▸ **BRANO DA LEGGERE**
»»

Diciannove anni fa l’attentato alle Torri Gemelle

Diciannove anni fa l’attentato alle Torri Gemelle

11 Settembre 2020 0 Di Alessandro Mazzaro

“Se lo chiedi, ognuno di noi si ricorda perfettamente dov’era e cosa stava facendo in quel momento”. Ci sono date che restano per sempre, anche nel cuore di chi non le ha vissute o era troppo piccolo per poter ricordare. Una di queste è senza dubbio l’11 settembre 2001; sono oggi passati diciannove anni dall’episodio che oscurò le luci dell’alba degli anni Duemila. Dall’attentato che scosse il mondo.

È martedì. Sembra una giornata come tutte le altre. Il motore degli Stati Uniti d’America, New York, è in funzione e ogni ingranaggio sta svolgendo il suo compito, come da routine. Alle 08:46, però, questo motore inizia a collassare. La Torre Nord del World Trade Center vede schiantarsi su di essa il volo American Airlines 11 per mano di cinque dirottatori. Stesso destino toccherà alla Torre Sud alle 09:03, per mano di altri cinque dirottatori che fanno abbattere su di essa il volo United Airlines 175. Fumo e fiamme soffocano il cielo della Grande Mela. Chi ha la “fortuna” di assistere soltanto, è paralizzato dall’inquietante nube che si espande a macchia d’olio. Chi ha la sfortuna di essere nelle torri, o è già morto o sa di esserlo di lì a poco. Pochissimo. Molti di questi ultimi non vogliono soffrire fra le esplosioni, le fiamme e le macerie, e in più di 200 si lanciano nel vuoto, preferendo morire nell’impatto piuttosto che agonizzati. Una tragedia senza eguali.

««

▸ **CONSEGNA 1**
Indica a che ora, secondo l'articolo sull'attentato alle Torri Gemelle, il volo United Airlines 175 si abbatté sulla Torre Sud.
▸ **CONSEGNA 2**
Prosegui l'articolo sull'attentato alle Torri Gemelle a partire dall'ultima frase riportata.

▸ **MATERIALE FORNITO**

»»

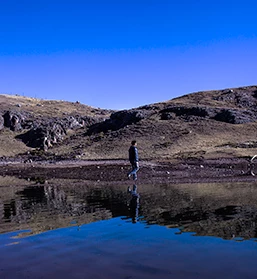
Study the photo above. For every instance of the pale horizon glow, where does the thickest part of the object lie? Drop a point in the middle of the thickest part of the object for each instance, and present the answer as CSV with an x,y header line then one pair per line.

««

▸ **RISULTATO DELL'ESERCIZIO 1**
Alle 09:03.

▸ **RISULTATO DELL'ESERCIZIO 2**
Ma la folle sequenza di voli suicidi ha altri due aerei da portare a destinazione. Alle 09:37 la facciata ovest del Pentagono viene colpita dal volo American Airlines 77. Un ultimo schianto avviene in un campo nei pressi di Shanksville, in Pennsylvania, quando alle 10:03 il volo United Airlines 93 precipita lì a seguito di una rivolta dei passeggeri che, avendo capito di essere ostaggio di un attacco terroristico, decisero di dirottare l’aereo già dirottato, cercando di sabotare l’attentato. Riuscendoci. Si pensa che l’obiettivo di quest’ultimo suicidio volante fosse la Casa Bianca o il Campidoglio.

Sono trascorsi diciannove anni dalla data che segnò una spaccatura nel mondo contemporaneo. Niente è stato come prima. Dopo un’iniziale smentita, Osama Bin Laden rivendicherà la paternità di Al Qaeda sull’attentato. Si stima un bilancio di 2.996 vittime, fra cui i 19 dirottatori. Secondo il Center for Disease Control and Prevention, circa 400 mila persone nei giorni, nelle settimane e nei mesi successi all’attacco sarebbero state esposte ad agenti contaminanti, al rischio di ferite e di pesanti condizioni di stress (sicuramente, in questa cifra, rientrano forze dell’ordine e pompieri) . Con conseguenze che potrebbero durare per tutta la vita.

Ma perché questa tragedia scosse così tanto un mondo che, del resto, aveva già vissuto una serie di drammi? Una risposta potrebbe averla fornita il sociologo polacco Zygmunt Bauman:  “L’11 settembre ha introdotto il concetto di terrorismo, ma è un terrorismo che non viene percepito come qualcosa che è contro il sistema. Bensì viene percepito come una minaccia alla nostra personale incolumità e integrità fisica e/o patrimoniale. Siamo individui, e siamo a rischio. Ecco cosa ci dice oggi il terrorismo”.

Ne sono state dette tante sui moventi e i responsabili dell’accaduto. Si è ipotizzato tutto e il contrario di tutto. Se anche restassimo sempre infinitamente distanti dalla realtà effettiva e su come prevenire catastrofi simili, c’è una cosa che, nel nostro piccolo, possiamo fare: coltivare la memoria. Ricordare la spaventosa portata dell’evento. Cercare di stigmatizzare ogni forma di violenza, fino a isolarla e lasciarla morire. Se non si parte dal basso, difficile arrivare in alto.

“Nulla dies umquam memori vos eximet” scrisse Virgilio nell’Eneide. Cioè “Nessun giorno vi cancellerà dalla memoria del tempo”. Questa frase è stata ripresa e tradotta in “No day shall erase you from the memory of time”, riadattandone (probabilmente inconsapevolmente) il significato originale; ora questa scritta campeggia sul muro del National September 11 Memorial Museum di New York, in lettere fatte con la fusione dell’acciaio delle Twin Towers.